* **TESTO DATO**:
::::::::
La scarica ha fatto saltare la luce nella chiesetta. «I tecnici sono intervenuti subito e l’hanno ripristinata nella notte», dice il sindaco Bitonci. Solo il giorno dopo un addetto dei musei degli Eremitani ha notato i calcinacci di fronte alla facciata. «Abbiamo fatto un controllo con una gru e verificato che il tetto era integro, c’era solo una crepa nella croce. Per sicurezza è stata rimossa e abbiamo chiesto un preventivo per il restauro a una ditta specializzata», aggiunge Bitonci.
«L’interno è intatto, la croce è sul tetto proprio là sopra — conferma Pisani indicando la sommità del Giudizio universale di Giotto —. Ma una parte dell’impianto elettrico è ancora danneggiata. Probabilmente il parafulmine ha deviato la scarica e l’ha fatta finire sulla croce. Ma affreschi come questi non dovrebbero correre simili rischi. Pensi a cosa potrebbe succedere se un fulmine abbattesse uno degli alberi secolari che circondano la Cappella degli Scrovegni: potrebbe distruggerla», fa notare preoccupato.
::::::::
* **DATI MOSTRATI**:
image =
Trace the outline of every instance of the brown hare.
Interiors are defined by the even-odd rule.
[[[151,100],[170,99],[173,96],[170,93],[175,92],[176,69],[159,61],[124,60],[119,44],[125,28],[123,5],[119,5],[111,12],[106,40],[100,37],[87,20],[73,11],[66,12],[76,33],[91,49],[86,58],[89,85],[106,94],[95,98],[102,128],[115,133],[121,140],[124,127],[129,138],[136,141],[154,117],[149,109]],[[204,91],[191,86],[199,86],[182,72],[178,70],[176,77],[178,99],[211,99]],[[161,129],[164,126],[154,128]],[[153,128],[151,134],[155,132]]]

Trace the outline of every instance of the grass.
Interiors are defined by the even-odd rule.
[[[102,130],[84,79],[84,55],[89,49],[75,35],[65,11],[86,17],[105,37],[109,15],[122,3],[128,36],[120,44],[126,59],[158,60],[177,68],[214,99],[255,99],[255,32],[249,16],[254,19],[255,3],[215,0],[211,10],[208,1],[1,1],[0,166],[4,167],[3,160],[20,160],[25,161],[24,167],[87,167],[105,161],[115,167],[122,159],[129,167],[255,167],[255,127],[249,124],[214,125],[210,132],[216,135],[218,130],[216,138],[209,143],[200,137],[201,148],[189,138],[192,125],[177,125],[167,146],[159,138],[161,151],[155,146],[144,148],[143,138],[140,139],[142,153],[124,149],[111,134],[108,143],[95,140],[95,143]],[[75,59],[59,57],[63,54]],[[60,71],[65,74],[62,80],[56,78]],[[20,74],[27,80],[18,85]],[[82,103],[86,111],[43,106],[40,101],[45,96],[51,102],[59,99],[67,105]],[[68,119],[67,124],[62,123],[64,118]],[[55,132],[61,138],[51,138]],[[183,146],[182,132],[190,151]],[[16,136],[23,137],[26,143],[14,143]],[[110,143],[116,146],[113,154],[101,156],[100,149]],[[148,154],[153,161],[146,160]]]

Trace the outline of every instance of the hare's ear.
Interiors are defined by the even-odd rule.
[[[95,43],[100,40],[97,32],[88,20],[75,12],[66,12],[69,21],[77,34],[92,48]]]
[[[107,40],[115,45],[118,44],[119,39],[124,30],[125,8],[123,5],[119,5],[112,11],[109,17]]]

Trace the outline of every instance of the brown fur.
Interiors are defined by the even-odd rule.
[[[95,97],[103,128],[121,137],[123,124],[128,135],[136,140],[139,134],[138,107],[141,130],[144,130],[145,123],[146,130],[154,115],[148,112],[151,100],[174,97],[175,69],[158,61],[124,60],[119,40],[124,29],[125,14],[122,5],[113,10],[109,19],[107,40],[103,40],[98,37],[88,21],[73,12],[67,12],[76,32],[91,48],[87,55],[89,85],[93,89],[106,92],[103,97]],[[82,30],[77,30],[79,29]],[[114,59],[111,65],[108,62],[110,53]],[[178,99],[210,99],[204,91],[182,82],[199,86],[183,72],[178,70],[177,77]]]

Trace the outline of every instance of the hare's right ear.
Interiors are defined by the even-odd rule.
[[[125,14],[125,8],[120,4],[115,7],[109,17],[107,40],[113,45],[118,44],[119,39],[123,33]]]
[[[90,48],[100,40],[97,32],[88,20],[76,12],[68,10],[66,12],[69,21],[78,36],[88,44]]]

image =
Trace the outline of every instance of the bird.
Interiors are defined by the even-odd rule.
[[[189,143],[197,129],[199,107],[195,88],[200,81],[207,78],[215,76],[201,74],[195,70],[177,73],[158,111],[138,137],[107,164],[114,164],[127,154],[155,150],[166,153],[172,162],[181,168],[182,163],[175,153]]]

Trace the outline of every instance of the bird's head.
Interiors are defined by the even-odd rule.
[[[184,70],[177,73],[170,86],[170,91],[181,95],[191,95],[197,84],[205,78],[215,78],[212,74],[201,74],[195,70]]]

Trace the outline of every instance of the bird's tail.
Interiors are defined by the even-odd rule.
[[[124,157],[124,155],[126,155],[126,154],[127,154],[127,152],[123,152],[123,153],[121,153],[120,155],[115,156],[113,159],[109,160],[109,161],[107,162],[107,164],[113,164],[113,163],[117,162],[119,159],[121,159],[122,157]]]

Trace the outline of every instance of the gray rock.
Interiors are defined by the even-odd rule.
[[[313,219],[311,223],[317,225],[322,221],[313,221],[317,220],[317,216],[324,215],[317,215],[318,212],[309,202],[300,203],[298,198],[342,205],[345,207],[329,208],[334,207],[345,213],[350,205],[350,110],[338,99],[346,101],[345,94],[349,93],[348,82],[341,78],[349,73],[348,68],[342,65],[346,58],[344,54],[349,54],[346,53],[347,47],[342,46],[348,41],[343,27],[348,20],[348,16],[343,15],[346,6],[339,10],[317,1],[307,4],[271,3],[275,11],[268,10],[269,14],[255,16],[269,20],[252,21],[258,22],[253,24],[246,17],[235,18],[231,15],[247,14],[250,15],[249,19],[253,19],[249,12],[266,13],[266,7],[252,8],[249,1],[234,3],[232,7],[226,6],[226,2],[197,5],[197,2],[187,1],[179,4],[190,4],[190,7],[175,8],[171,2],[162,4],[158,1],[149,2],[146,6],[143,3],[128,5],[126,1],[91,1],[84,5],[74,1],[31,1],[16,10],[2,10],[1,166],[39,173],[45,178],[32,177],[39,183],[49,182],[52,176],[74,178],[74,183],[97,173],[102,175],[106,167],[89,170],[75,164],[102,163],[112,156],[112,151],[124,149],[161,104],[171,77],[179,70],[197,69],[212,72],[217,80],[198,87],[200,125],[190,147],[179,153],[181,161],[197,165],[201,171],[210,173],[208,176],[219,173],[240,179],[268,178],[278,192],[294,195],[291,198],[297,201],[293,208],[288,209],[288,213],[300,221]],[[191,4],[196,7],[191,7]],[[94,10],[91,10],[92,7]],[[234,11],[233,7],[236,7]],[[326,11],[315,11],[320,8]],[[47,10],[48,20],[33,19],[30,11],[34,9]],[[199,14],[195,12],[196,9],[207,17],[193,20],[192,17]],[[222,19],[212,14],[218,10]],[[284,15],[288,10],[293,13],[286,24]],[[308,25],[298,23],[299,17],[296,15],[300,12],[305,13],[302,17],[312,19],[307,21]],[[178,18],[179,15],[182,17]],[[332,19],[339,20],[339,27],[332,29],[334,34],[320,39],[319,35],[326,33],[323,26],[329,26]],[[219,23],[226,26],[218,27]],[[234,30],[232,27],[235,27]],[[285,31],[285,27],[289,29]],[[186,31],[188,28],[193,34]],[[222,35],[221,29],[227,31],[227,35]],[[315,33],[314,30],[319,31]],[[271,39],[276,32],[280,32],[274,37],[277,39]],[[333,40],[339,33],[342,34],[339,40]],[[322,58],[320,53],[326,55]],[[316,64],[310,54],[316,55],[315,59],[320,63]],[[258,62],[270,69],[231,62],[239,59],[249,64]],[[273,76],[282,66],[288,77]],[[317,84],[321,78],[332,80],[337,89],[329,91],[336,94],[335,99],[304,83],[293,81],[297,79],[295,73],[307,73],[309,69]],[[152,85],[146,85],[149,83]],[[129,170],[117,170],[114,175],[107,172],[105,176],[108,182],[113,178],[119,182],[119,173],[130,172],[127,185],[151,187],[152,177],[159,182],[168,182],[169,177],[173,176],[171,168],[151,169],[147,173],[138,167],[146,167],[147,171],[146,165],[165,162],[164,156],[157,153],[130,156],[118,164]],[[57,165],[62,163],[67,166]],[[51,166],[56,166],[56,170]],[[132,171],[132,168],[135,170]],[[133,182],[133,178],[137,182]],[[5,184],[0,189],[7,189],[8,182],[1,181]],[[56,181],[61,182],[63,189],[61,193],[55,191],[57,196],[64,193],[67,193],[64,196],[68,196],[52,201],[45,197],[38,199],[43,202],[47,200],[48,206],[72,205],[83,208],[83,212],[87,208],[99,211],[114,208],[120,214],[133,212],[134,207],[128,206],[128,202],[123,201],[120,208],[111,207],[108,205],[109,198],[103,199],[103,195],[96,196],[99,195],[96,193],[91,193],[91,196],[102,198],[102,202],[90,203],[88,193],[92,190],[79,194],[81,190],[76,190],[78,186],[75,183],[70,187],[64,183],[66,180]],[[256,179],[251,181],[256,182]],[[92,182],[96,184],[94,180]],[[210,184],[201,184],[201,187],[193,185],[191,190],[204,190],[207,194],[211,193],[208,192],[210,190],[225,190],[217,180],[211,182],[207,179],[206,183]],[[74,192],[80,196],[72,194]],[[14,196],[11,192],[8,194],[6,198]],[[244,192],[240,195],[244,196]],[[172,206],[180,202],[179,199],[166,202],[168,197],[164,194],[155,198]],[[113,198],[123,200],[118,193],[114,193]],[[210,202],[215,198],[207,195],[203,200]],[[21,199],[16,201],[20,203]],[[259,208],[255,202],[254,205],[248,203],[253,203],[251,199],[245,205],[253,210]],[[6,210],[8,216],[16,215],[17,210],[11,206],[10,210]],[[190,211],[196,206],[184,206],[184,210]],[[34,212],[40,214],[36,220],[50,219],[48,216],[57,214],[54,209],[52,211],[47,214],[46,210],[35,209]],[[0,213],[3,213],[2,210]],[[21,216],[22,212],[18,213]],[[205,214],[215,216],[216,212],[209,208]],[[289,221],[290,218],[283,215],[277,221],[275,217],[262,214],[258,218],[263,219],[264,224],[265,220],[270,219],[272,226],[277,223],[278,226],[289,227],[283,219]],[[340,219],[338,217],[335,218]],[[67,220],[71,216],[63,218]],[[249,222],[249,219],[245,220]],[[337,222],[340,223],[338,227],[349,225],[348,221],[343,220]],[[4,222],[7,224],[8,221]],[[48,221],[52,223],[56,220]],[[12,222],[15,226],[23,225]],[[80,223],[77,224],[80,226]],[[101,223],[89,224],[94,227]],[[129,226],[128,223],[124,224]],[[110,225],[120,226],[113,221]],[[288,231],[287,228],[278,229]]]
::::::::
* **ESERCIZIO PROPOSTO A**:
Nel testo sul fulmine alla Cappella degli Scrovegni, chi ha notato i calcinacci davanti alla facciata?
* **ESERCIZIO PROPOSTO B**:
Prosegui il testo sul fulmine alla Cappella degli Scrovegni a partire dall'ultima frase riportata.

* **RISULTATO FINALE A**:
Un addetto dei musei degli Eremitani, il giorno dopo la scarica.

* **RISULTATO FINALE B**:
Il parafulmine si trova sulla parte posteriore della chiesetta, un unico cavo lo collega a terra, per permettere alla carica elettrica di disperdersi. «Quello che è successo dimostra che non è sufficiente», protesta l’ingegnere di origine padovana Fernando De Simone, che negli anni ha denunciato più volte la «fragilità» degli Scrovegni. «Per mettere al riparo la struttura non basta solo un’asta: bisogna costruire una gabbia di Faraday. Una struttura di conduttori metallici che faccia scaricare l’elettricità all’esterno dell’edificio, impedendo che si riversi all’interno.
Allo stato non c’è: mi domando come il sovraintendente Ugo Soragni, presidente della commissione per la conservazione degli Scrovegni, a gennaio abbia potuto dichiarare che la cappella non ha bisogno di interventi aggiuntivi di protezione». Una versione implicitamente corretta ora dal sindaco Bitonci, che promette una «verifica tecnica» sul parafulmine.